::: Records provided :::

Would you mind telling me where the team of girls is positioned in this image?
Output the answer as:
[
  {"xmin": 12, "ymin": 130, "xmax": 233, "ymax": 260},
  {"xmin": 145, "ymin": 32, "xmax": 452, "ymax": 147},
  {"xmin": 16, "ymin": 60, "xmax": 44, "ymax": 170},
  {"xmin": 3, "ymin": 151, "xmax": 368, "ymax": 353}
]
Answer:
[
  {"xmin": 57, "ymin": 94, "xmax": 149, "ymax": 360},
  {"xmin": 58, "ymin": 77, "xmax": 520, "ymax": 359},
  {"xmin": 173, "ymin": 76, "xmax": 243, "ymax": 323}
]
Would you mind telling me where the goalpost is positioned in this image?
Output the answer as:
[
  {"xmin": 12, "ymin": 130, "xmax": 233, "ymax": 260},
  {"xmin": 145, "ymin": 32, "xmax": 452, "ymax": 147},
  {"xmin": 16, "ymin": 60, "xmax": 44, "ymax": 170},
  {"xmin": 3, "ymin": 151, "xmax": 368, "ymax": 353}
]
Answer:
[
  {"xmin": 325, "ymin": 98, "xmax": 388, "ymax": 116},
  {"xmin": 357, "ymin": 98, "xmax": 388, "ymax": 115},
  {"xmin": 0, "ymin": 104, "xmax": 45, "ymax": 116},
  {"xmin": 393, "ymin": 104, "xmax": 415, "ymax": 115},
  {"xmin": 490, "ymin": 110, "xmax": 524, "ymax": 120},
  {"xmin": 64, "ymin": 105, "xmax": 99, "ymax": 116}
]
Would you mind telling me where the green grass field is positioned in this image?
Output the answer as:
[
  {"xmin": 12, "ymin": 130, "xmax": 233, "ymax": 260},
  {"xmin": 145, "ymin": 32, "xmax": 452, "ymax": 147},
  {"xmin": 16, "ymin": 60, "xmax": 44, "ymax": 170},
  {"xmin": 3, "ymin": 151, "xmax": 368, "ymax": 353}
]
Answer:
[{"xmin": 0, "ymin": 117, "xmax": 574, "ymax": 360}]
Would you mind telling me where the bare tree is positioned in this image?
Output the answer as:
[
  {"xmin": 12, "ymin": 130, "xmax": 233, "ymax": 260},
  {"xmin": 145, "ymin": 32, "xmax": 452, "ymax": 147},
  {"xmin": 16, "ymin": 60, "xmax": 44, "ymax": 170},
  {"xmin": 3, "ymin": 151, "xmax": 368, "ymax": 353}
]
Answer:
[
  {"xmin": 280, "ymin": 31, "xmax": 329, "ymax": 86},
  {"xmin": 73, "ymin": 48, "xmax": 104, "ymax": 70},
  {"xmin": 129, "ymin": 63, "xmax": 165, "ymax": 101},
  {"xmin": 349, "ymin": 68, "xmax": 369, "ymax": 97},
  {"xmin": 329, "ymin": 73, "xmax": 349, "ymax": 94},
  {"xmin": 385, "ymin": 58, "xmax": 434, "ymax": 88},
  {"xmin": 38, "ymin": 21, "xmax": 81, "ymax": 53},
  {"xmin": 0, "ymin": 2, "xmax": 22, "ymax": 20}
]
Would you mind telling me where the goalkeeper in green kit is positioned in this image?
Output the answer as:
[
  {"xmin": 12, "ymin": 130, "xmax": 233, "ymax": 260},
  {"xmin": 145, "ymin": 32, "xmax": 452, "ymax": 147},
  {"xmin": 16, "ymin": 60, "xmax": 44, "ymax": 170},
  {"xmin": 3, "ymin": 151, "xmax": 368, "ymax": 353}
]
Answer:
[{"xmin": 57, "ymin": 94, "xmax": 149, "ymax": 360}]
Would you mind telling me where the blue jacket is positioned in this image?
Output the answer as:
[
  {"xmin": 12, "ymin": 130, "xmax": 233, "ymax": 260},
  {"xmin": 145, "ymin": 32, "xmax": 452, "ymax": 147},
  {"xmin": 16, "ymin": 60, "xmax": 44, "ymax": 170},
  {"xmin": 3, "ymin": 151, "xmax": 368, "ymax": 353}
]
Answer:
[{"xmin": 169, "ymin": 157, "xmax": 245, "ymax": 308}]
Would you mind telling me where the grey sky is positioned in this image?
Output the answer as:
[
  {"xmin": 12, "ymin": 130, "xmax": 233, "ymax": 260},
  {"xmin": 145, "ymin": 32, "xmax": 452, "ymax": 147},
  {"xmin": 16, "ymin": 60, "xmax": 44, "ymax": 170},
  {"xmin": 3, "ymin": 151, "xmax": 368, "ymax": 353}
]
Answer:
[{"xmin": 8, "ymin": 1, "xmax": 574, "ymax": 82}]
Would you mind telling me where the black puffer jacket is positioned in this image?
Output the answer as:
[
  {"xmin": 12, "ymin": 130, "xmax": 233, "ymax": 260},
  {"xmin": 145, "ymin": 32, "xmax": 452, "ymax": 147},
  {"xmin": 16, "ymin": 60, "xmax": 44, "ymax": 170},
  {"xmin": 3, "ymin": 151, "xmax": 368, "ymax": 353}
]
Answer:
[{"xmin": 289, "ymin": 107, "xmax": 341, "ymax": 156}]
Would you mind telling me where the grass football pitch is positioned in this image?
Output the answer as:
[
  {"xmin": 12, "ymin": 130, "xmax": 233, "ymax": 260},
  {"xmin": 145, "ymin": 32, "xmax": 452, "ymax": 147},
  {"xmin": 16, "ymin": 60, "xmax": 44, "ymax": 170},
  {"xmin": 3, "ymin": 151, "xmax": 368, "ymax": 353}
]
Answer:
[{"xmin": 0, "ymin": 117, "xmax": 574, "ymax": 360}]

:::

Your instructions => Report how many lines of the listing above contain the string "grass". Case counts; give only the number.

Solution => 2